■ PROBLEM STATEMENT
Copy the items from the line with "molding shown in this photograph." to the line with "Expected: a single pin indicated on each instance of the number", replacing "photograph" with "image" and changing nothing else. Leave the pictures out.

── INFORMATION GIVEN ──

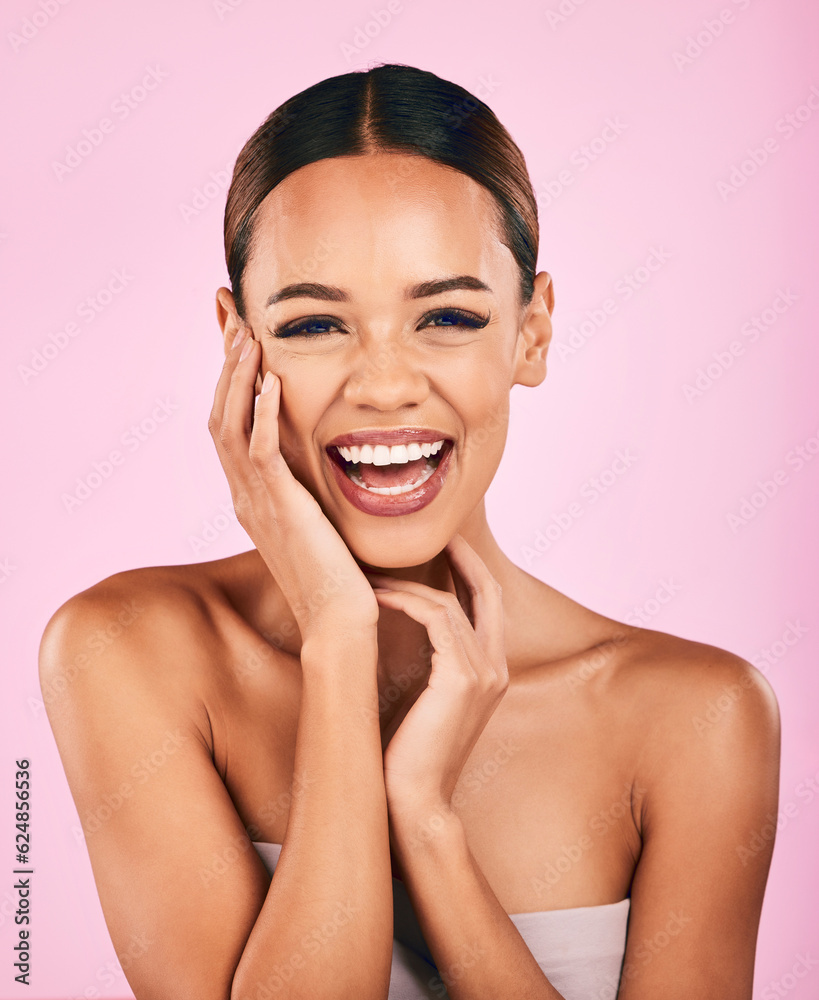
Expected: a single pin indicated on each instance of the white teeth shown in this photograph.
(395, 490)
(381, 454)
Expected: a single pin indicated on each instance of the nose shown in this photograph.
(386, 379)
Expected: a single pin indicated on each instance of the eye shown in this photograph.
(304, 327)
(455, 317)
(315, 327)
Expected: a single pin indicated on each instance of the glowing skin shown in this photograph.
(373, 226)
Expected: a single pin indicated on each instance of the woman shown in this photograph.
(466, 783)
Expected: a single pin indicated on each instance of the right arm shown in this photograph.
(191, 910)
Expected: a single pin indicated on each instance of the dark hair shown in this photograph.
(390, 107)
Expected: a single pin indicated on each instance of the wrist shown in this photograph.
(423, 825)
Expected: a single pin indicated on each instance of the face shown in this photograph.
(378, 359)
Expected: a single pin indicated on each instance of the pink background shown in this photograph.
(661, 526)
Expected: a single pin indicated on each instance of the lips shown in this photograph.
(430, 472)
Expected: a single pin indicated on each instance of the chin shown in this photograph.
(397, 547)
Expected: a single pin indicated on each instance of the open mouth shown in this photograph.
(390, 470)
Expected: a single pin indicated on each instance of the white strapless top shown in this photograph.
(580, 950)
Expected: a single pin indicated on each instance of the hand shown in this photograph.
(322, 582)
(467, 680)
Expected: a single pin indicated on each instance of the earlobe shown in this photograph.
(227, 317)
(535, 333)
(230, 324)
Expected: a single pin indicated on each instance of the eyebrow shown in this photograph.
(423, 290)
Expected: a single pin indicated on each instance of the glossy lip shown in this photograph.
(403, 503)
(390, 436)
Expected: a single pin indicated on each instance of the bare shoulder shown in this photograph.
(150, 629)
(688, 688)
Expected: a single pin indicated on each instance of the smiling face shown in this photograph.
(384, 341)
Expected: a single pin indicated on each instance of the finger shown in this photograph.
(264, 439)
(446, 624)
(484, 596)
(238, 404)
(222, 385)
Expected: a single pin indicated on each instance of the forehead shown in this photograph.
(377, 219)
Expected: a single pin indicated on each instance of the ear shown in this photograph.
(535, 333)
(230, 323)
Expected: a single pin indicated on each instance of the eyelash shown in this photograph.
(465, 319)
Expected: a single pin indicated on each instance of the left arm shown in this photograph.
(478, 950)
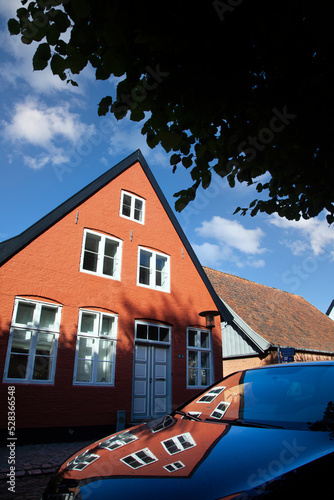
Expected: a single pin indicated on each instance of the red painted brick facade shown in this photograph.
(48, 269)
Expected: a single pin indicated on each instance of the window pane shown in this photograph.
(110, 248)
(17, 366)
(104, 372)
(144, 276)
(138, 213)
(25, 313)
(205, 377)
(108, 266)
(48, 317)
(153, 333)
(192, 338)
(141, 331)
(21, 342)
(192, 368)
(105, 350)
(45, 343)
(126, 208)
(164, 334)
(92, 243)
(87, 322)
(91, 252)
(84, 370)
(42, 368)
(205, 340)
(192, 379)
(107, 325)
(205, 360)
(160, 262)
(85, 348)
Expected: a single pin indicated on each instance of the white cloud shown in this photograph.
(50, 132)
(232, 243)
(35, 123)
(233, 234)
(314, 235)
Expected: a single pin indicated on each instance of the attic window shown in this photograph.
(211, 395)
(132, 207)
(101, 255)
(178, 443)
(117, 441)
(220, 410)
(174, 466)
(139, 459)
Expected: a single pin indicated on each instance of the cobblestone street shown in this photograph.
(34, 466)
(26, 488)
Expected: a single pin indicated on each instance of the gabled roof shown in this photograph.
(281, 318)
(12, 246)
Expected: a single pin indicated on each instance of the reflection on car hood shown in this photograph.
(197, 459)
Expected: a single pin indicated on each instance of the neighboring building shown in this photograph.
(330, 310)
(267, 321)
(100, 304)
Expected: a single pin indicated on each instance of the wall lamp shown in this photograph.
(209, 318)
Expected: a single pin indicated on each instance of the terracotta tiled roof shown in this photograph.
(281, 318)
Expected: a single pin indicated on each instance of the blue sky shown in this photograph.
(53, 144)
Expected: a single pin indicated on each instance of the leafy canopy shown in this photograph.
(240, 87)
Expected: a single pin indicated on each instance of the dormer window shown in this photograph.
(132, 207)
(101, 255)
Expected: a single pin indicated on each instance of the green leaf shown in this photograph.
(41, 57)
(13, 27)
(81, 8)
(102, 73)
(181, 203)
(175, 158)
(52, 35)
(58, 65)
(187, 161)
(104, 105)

───
── INFORMATION GIVEN ──

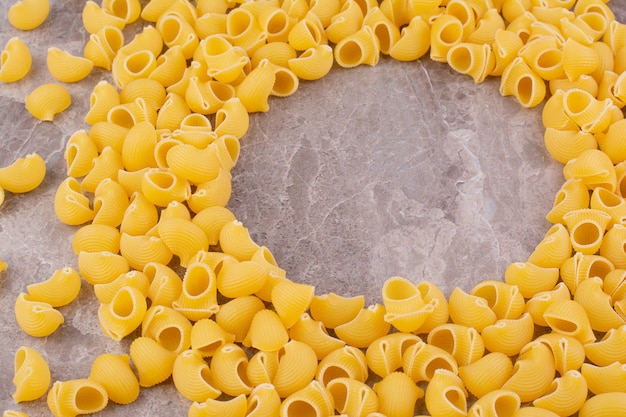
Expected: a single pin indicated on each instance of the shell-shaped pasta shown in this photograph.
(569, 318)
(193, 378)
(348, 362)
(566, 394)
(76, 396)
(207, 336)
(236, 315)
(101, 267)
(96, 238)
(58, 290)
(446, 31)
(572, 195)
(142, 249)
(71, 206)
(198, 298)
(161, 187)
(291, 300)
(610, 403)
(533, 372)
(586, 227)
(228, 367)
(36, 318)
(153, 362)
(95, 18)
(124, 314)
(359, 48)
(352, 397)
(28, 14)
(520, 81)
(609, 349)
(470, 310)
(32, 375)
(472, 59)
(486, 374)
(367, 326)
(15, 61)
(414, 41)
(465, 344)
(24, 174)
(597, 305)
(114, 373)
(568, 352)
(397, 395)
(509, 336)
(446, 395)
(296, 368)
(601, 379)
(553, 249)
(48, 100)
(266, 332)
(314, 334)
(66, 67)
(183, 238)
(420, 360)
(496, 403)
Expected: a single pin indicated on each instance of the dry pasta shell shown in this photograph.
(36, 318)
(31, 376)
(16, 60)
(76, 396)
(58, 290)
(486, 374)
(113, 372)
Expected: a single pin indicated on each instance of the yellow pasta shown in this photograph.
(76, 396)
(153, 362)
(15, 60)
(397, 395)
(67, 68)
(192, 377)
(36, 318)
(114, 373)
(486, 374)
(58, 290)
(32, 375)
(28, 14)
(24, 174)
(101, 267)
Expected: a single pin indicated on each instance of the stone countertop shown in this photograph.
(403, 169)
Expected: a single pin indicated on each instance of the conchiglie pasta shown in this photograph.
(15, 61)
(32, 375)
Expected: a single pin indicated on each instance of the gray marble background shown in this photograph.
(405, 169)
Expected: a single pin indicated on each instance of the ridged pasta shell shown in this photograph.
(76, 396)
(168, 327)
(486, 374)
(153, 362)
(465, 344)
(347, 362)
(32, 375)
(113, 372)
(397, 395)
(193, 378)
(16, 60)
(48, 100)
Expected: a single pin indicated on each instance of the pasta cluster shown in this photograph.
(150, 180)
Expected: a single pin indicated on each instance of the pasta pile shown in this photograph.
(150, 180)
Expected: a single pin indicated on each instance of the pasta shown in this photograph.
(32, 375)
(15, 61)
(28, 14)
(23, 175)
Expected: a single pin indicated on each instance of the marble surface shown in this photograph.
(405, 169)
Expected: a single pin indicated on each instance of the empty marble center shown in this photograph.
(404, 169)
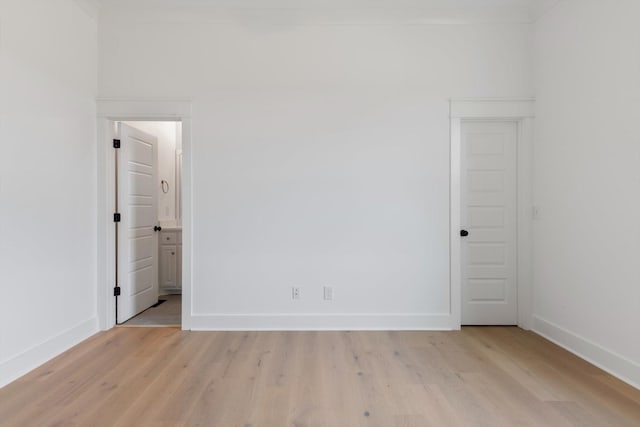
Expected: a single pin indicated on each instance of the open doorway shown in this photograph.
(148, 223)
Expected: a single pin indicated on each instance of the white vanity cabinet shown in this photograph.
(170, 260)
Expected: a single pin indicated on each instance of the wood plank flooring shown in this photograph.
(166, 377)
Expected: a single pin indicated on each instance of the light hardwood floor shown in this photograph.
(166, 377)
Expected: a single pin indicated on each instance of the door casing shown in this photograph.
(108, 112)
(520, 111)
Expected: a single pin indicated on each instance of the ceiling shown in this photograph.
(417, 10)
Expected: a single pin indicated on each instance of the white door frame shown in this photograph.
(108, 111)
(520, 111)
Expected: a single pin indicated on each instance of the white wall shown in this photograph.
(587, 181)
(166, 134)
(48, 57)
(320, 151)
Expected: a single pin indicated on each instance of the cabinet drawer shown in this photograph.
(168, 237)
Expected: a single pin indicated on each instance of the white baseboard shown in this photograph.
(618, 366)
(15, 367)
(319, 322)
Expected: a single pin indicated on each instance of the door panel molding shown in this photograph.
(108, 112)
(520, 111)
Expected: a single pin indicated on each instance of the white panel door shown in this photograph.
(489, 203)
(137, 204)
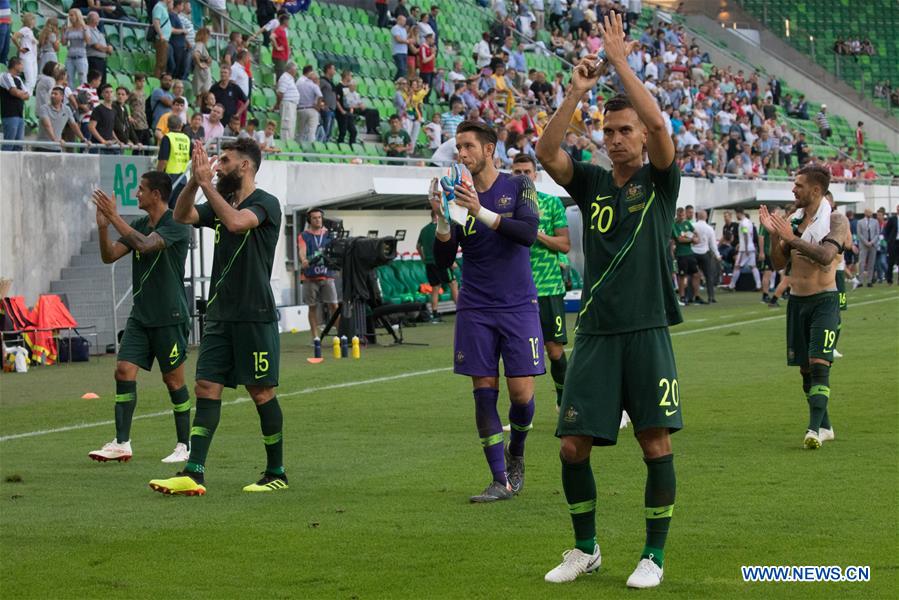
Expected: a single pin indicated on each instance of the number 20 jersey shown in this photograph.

───

■ EXPECTED ANSWER
Expected: a single pin indicated on each instance of the door panel molding shown in this image.
(108, 112)
(520, 111)
Expected: a single pin indicated on each instance of the white panel door shown in this image.
(489, 203)
(137, 204)
Expected: a single pin indicated on each instance of the number 20 jersey shown in this image.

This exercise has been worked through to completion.